Kutipan Sumber>
+---+

Jakarta, CNN Indonesia -- Pemerintah Malaysia membeberkan bahwa pihaknya belum memiliki rencana untuk memblokir Telegram seperti yang dilakukan Indonesia. Hal ini diungkapkan Wakil Perdana Menteri Ahmad Zahid Hamidi saat ditanyai mengenai pemblokiran aplikasi pesan instan tersebut.
Sebagai negara serumpun, Zahid mengatakan bahwa sejauh ini pihaknya tidak menemukan adanya konten radikal, kriminal atau terorisme di Telegram seperti yang ditemukan di Indonesia.
Seperti diketahui, Kemkominfo mengungkapkan alasan memblokir 11 DNS Telegram lantaran banyaknya konten radikal dan terorisme yang dianggap tidak sesuai dengan peraturan serta dinilai membahayakan negara.
ADVERTISEMENT
SCROLL TO CONTINUE WITH CONTENT
Lebih lanjut Zahid mengatakan bahwa pemerintah Malaysia akan menghormati hak pengguna Telegram di negaranya untuk mengobrol dengan kontak mereka.
"Pengamatan KDN, terutama oleh Unit Anti Terorisme dan Cabang Khusus Kepolisian Kerajaan Malaysia (PDRM), mendapati bahwa aplikasi (Telegram) sejauh ini belum digunakan dalam hal-hal yang berkaitan dengan kejahatan atau untuk merekrut atau mengumpulkan dana untuk kegiatan terorisme, " kata Zahid seperti dikutip dari
Channel News Asia.
Kendati demikian,dia justru menyebutkan aplikasi lain yang mengandung konten berbahaya yakni YouTube, WhatsApp dan Instagram. Pemerintah Malaysia berkomintmen untuk terus memonitor penggunaan aplikasi sosial media untuk mendeteksi aktivitas mencurigakan.
Ia juga menekankan bahwa Malaysia menghormati langkah yang diambil oleh Indonesia untuk mengekang penyebaran terorisme di negara berpenduduk mayoritas Muslim.
Di sisi lain, Telegram segera memblokir semua saluran publik terkait teroris setelah mendengar layanannya diblokir oleh Kominfo. Tidak hanya itu, tim Telegram juga mengirimkan email ke Kominfo untuk membentuk saluran komunikasi langsung yang memungkinkan keduanya bekerja lebih efisien dalam mengidentifikasi dan menghalangi propaganda teroris di masa depan.

+---+

Data yang Diberikan>
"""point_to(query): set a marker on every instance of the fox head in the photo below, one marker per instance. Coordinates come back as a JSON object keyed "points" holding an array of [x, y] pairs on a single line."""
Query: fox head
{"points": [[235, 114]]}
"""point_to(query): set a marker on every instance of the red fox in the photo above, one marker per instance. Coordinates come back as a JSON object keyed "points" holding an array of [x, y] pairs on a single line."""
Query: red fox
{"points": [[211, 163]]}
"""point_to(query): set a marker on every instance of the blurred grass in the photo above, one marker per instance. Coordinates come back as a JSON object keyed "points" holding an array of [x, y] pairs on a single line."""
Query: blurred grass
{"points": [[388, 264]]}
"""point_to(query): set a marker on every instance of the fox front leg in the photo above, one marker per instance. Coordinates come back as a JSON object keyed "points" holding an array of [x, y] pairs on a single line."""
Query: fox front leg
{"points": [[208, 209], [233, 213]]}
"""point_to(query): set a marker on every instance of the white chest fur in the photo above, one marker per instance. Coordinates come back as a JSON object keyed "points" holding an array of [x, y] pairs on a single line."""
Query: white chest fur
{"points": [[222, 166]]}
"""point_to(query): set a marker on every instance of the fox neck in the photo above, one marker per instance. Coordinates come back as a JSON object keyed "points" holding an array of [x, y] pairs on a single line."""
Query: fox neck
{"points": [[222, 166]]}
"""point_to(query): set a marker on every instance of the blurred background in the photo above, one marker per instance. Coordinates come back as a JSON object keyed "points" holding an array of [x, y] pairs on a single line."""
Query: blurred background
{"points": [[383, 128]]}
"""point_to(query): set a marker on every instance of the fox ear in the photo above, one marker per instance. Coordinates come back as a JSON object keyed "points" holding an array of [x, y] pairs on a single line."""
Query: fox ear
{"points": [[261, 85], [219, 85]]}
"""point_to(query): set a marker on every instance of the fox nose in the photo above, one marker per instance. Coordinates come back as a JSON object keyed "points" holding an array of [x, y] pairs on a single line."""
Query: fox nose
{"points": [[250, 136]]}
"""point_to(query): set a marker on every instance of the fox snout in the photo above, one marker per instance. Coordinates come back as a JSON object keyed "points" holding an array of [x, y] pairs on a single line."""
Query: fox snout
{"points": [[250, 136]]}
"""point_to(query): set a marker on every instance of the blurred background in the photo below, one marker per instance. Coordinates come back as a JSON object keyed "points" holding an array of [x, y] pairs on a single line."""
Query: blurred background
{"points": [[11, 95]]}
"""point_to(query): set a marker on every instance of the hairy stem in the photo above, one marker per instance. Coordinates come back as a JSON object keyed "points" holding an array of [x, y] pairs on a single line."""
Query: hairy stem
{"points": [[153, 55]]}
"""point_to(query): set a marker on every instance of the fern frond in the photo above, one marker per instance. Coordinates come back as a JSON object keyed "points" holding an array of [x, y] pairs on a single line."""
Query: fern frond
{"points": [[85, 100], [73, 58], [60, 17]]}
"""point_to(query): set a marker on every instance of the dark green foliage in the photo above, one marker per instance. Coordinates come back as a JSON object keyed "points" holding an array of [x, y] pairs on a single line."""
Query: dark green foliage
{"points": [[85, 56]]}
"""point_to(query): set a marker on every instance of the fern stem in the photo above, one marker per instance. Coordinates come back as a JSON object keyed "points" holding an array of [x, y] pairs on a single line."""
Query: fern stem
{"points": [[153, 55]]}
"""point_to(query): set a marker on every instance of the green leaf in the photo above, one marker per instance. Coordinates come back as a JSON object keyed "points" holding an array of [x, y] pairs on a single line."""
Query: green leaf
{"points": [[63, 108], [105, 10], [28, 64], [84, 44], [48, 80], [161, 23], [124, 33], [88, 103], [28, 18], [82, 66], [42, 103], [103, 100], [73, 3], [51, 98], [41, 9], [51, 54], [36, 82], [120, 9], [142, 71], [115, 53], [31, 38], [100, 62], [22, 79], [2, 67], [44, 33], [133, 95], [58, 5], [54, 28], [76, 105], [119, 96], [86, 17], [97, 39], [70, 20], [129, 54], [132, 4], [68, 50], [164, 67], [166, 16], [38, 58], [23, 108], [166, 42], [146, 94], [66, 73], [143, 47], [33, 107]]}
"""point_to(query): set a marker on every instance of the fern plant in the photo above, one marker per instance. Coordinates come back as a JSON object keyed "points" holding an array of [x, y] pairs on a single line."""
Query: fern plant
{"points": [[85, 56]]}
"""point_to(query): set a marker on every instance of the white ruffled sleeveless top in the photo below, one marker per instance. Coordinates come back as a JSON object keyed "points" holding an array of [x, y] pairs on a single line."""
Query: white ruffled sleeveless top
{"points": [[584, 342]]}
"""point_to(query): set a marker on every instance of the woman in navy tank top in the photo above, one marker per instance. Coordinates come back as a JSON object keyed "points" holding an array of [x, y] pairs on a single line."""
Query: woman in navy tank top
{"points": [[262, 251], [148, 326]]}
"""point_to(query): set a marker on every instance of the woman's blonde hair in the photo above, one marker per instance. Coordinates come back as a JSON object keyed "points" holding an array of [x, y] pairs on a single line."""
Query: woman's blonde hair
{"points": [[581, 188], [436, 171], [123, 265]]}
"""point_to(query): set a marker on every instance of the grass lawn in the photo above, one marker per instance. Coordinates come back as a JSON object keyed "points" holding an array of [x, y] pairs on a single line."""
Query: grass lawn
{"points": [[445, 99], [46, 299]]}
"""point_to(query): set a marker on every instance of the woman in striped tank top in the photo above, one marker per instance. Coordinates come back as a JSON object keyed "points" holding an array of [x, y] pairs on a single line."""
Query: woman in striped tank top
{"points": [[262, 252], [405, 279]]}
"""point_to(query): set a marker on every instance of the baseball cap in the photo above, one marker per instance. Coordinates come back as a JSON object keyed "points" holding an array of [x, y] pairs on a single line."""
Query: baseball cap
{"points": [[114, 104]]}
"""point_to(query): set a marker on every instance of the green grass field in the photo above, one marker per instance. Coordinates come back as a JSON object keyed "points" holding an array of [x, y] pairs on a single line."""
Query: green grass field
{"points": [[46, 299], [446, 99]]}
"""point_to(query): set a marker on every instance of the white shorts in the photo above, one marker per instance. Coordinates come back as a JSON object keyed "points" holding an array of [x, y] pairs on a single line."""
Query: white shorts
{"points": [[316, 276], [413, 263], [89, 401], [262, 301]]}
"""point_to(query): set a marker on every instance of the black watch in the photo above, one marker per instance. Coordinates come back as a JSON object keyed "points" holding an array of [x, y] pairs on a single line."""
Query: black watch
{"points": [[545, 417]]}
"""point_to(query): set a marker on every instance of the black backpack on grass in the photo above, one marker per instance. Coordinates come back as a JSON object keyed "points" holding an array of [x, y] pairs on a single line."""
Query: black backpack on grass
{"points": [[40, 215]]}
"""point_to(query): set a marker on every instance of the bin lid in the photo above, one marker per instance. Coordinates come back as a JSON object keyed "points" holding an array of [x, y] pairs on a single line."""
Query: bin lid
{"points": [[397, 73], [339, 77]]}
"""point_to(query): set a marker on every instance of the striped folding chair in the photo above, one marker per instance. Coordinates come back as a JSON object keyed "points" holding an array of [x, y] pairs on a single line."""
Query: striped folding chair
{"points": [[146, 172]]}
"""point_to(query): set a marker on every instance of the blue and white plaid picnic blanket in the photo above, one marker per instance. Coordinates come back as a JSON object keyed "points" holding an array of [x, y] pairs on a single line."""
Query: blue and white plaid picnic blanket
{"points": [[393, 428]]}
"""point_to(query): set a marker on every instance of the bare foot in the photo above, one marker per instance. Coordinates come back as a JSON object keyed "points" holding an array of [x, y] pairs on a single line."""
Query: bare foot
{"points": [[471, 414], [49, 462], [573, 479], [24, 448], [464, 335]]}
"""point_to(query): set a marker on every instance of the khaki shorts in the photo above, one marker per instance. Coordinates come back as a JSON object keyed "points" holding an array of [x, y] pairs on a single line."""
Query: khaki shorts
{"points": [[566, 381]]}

+---+

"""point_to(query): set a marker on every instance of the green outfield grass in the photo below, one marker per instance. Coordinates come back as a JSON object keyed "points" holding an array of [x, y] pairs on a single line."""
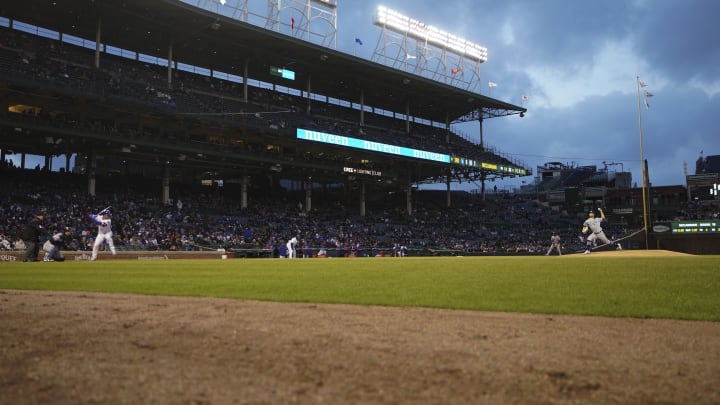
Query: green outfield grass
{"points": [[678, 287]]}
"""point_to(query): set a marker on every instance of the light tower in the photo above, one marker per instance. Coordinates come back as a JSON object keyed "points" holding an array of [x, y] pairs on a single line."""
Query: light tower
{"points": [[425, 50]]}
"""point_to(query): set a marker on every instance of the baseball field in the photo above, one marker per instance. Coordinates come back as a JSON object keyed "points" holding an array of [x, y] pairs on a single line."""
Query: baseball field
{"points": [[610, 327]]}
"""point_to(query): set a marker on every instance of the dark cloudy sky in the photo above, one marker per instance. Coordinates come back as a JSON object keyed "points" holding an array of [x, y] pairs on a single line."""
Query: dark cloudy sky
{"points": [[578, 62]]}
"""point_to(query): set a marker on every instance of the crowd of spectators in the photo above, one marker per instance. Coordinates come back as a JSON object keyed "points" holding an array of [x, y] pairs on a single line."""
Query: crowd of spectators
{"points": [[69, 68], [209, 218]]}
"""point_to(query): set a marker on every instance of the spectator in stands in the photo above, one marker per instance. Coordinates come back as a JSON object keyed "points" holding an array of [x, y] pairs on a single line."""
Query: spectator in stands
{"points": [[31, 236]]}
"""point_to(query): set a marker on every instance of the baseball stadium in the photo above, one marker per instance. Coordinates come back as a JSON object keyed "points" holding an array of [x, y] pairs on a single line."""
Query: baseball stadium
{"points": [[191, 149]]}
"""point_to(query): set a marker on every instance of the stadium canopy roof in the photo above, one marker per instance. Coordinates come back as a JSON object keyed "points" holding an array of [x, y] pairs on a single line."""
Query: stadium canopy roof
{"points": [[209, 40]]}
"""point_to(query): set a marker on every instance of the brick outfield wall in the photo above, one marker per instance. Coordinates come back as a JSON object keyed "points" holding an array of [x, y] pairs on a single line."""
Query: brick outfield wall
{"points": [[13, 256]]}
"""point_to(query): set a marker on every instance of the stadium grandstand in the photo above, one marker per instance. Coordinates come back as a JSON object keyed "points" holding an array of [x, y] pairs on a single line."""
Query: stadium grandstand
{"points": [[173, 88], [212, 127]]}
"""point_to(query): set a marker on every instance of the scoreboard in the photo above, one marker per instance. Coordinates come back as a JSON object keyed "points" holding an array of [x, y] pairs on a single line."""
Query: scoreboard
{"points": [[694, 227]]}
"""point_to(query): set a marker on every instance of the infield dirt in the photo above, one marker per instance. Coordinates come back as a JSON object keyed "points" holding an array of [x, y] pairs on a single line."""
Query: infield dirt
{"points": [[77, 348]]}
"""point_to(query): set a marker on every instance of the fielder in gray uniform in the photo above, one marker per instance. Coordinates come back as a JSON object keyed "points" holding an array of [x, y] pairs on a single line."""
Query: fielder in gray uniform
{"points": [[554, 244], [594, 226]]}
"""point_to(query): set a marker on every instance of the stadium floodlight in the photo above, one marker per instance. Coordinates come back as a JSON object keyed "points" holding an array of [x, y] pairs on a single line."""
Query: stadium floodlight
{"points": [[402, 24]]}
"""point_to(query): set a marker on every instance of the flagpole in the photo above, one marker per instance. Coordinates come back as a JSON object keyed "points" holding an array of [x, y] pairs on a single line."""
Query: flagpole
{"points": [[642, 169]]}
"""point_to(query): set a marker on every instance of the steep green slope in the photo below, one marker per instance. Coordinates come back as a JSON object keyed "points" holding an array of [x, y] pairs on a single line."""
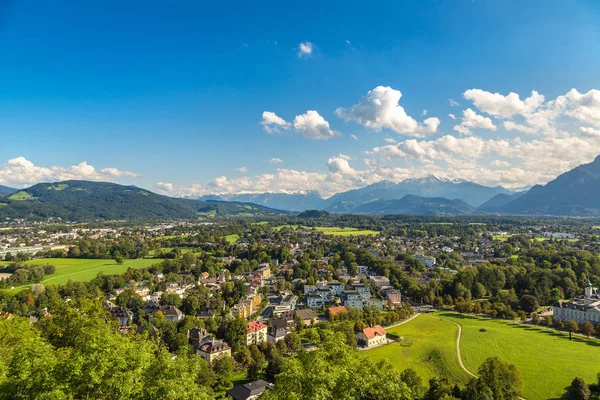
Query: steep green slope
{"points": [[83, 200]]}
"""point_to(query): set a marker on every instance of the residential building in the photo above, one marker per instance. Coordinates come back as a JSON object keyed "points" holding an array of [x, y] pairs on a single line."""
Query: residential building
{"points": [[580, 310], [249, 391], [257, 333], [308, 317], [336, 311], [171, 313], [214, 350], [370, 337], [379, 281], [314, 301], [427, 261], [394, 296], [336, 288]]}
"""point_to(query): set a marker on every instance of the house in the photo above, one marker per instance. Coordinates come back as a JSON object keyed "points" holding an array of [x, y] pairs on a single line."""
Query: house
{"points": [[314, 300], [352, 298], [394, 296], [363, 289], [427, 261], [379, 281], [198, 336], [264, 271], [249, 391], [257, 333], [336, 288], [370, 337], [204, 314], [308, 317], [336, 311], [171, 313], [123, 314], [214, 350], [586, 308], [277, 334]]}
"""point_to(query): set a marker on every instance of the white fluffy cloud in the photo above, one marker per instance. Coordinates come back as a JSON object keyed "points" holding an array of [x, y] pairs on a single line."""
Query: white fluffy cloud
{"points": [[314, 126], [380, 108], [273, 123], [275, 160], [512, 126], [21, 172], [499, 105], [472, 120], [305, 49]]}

+---+

Yang Harus Dikerjakan>
1 > Menurut artikel tentang pemblokiran Telegram, berapa DNS Telegram yang diblokir oleh Kemkominfo?
2 > Ubahlah paragraf dalam artikel tentang pemblokiran Telegram yang diawali "Di sisi lain, Telegram segera memblokir" menjadi daftar singkat tanpa menghilangkan fakta utamanya.
Data tersebut tidak berkaitan dengan artikel tentang pemblokiran Telegram.

Kunci Jawaban>
1 > Kemkominfo memblokir 11 DNS Telegram.

2 >
- Setelah mendengar layanannya diblokir oleh Kominfo, Telegram segera memblokir semua saluran publik terkait teroris.
- Tim Telegram mengirim email ke Kominfo untuk membentuk saluran komunikasi langsung.
- Saluran itu memungkinkan keduanya bekerja lebih efisien dalam mengidentifikasi dan menghalangi propaganda teroris di masa depan.